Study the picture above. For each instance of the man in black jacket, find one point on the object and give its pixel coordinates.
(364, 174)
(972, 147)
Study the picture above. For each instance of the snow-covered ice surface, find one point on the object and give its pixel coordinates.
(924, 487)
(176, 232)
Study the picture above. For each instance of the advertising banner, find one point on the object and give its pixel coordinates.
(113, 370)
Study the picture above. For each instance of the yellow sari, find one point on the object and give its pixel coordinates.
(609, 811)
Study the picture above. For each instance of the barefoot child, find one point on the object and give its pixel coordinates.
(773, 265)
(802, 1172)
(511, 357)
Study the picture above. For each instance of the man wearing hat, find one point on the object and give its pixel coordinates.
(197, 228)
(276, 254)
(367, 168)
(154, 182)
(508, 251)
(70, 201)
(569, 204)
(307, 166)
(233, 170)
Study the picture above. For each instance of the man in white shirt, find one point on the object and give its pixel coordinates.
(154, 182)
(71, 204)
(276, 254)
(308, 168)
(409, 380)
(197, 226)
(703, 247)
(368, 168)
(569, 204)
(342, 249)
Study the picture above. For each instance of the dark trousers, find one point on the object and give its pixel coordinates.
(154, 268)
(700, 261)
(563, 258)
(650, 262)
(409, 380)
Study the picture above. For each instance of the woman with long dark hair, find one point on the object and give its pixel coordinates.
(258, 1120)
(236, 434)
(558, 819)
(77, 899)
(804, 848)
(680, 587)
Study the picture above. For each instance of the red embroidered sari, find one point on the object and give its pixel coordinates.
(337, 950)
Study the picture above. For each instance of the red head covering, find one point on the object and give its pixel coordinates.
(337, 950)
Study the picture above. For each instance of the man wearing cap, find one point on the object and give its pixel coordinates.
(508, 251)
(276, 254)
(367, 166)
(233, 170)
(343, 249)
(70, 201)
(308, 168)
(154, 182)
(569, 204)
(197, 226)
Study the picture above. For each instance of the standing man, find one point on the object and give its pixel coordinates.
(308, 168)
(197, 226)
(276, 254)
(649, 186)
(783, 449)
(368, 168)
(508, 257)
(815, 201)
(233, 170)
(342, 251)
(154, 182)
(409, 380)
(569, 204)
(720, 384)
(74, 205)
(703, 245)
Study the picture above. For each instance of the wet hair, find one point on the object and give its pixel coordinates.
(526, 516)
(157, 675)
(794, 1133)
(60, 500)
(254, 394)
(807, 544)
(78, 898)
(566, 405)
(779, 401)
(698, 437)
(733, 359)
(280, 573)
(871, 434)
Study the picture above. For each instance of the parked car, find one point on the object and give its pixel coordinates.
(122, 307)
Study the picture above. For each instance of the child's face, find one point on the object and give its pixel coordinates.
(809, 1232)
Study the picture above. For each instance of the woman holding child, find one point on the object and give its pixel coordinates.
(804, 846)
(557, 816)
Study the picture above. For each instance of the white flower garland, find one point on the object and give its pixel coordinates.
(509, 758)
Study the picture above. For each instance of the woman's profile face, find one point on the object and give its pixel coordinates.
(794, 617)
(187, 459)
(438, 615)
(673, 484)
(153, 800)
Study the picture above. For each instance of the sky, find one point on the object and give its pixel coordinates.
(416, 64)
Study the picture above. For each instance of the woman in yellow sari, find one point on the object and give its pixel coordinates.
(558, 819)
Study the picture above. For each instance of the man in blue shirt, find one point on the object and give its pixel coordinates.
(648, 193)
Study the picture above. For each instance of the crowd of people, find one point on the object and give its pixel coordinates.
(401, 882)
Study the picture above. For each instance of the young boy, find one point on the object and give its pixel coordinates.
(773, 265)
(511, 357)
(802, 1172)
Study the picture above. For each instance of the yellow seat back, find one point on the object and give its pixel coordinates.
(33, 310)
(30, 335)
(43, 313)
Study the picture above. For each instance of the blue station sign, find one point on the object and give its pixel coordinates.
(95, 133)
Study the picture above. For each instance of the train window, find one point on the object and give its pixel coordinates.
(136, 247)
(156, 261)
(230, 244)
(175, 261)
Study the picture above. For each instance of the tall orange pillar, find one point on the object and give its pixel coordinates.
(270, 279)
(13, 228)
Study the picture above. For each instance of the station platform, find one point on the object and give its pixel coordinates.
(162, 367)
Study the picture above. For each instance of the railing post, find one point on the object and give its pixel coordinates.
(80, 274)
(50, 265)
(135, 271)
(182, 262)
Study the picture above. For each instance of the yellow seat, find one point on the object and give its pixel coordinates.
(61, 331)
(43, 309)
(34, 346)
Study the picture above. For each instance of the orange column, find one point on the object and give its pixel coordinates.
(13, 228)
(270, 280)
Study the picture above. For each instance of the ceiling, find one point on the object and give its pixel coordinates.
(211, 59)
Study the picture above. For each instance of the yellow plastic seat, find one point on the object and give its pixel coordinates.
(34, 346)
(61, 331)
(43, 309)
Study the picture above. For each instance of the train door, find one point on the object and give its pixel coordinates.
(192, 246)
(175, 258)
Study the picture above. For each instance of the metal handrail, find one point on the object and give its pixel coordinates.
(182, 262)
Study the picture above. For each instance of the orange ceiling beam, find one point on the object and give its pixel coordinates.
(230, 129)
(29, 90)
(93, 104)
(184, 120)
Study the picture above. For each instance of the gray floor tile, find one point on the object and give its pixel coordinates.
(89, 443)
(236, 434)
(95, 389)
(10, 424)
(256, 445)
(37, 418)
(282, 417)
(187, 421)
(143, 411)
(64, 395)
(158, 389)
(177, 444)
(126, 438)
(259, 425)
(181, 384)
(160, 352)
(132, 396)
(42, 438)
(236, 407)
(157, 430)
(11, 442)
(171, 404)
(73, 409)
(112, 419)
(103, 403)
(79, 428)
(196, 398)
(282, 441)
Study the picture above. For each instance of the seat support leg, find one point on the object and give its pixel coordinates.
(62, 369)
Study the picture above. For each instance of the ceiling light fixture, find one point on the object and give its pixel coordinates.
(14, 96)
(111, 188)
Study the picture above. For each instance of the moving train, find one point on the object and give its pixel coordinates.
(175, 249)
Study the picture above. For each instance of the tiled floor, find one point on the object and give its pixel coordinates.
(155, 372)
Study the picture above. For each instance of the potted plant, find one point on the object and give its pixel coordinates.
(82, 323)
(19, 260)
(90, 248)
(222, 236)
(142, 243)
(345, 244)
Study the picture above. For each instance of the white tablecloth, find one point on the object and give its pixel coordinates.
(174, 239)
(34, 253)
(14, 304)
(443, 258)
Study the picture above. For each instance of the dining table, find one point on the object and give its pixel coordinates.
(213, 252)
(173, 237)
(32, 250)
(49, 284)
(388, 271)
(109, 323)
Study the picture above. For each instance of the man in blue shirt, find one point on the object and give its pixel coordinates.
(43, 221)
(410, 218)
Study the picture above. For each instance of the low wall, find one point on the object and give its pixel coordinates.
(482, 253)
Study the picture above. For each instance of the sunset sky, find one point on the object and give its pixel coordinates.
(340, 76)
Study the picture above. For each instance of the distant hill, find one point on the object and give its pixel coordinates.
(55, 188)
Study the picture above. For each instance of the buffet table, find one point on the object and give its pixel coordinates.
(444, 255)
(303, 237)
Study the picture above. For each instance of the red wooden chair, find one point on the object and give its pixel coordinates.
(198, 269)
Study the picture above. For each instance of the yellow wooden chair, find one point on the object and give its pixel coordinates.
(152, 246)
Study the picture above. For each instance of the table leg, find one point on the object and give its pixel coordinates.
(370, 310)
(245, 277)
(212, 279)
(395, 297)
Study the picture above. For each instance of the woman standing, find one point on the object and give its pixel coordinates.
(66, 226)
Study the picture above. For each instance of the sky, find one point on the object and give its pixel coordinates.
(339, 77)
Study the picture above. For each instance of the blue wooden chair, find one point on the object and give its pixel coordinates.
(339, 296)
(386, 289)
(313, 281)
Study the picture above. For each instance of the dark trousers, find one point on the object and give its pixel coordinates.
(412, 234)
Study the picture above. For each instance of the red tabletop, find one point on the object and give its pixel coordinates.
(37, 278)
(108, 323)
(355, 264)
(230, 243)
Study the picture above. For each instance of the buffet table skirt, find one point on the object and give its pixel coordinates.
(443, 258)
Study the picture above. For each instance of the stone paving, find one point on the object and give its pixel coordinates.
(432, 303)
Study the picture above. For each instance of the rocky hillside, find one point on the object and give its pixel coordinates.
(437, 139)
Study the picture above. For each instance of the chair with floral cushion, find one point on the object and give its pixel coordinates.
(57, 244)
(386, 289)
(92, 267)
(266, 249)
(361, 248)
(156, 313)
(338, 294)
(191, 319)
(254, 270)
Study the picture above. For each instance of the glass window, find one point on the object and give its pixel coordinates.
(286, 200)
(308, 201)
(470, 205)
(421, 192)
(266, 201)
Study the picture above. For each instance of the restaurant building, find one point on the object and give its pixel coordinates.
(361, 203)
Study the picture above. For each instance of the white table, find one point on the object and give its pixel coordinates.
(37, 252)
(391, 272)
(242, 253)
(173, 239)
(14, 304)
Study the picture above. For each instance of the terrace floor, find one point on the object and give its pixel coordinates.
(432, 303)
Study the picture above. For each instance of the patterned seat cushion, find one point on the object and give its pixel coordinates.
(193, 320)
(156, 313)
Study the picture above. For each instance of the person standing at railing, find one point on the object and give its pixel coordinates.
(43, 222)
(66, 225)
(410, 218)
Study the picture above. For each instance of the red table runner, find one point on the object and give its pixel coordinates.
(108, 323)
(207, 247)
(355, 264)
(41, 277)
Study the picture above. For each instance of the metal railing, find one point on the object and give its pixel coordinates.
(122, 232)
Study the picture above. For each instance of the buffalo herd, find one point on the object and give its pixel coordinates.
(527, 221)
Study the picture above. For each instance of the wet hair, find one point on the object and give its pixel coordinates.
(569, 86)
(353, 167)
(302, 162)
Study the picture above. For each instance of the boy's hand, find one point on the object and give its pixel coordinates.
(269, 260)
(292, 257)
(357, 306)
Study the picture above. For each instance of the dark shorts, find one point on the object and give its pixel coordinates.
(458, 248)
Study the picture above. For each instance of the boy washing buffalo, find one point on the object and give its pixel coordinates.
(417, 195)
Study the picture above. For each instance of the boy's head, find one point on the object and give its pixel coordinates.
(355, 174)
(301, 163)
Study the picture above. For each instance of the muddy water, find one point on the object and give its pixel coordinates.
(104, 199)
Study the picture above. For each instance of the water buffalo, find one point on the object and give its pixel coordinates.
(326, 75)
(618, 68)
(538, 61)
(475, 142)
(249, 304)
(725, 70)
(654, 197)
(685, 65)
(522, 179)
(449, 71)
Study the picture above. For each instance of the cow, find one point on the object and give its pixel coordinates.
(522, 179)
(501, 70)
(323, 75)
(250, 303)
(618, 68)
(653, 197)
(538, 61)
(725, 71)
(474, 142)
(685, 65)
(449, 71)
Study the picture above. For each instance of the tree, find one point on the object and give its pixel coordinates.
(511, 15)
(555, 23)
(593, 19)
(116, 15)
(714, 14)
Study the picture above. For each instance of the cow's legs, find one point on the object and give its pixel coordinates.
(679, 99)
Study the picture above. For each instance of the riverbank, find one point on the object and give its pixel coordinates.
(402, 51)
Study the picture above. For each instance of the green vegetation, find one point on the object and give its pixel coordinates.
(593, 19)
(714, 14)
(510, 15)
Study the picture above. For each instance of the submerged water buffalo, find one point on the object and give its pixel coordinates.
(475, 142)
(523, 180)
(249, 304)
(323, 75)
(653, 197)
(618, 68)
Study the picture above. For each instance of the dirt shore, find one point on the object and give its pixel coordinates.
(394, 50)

- **Work to complete**: Everything from the line containing "Study the picture above. For each instance of the cow, find" to the end of the records must be written out exactly; include both of those lines and no others.

- **Task result**:
Study the picture above. For each instance of the cow, find one point on the object and give its pixel coordinates.
(522, 179)
(501, 70)
(323, 75)
(250, 303)
(618, 68)
(653, 197)
(538, 61)
(725, 71)
(474, 142)
(685, 65)
(449, 71)
Study the picture above. For each instance of the tree, find one point on the object and give its pixel coordinates.
(511, 15)
(555, 23)
(593, 19)
(116, 15)
(714, 14)
Study the picture above. For each instance of the cow's legs, find one point on the object and give its pixel coordinates.
(679, 99)
Study the picture above. For each instance of the riverbank, find one point on the object and give its pixel coordinates.
(402, 51)
Study the picture above. For each instance of the green vegetation, find one point on the object and give its pixel coordinates.
(593, 19)
(714, 14)
(510, 15)
Study the picture above. For each instance of the submerged water buffalo, find one point on the object and give its pixel coordinates.
(475, 142)
(523, 180)
(249, 304)
(323, 75)
(653, 197)
(618, 68)
Study the picture above. For each instance of the dirt shore, find one point on the object and give its pixel coordinates.
(394, 50)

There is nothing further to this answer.